▸ THE PROBLEM:
Retype every one of the items below line for line, with no changes. Omit the pictures from your answer.

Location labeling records
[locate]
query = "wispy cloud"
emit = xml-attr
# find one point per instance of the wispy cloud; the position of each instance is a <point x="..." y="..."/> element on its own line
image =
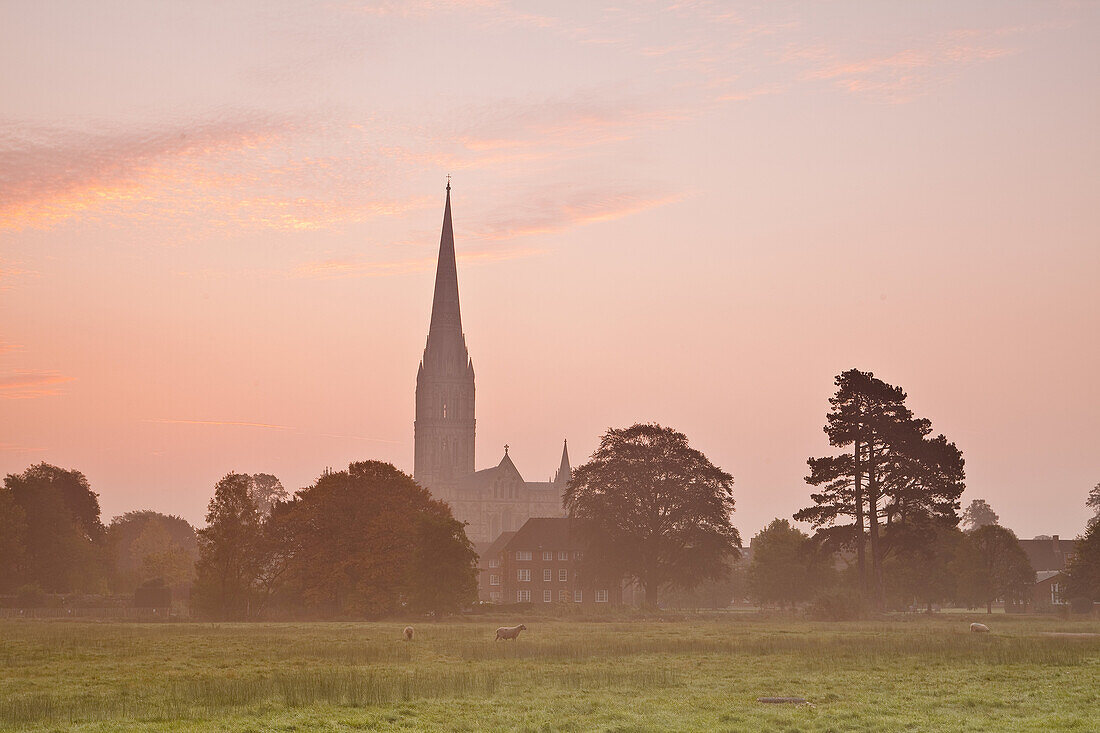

▸ THE RESPONSE:
[locate]
query = "wispy cloud"
emit = xml-attr
# find one point per instance of the wispy cloud; the position of each instance is a <point x="..." y="..."/> element on its own line
image =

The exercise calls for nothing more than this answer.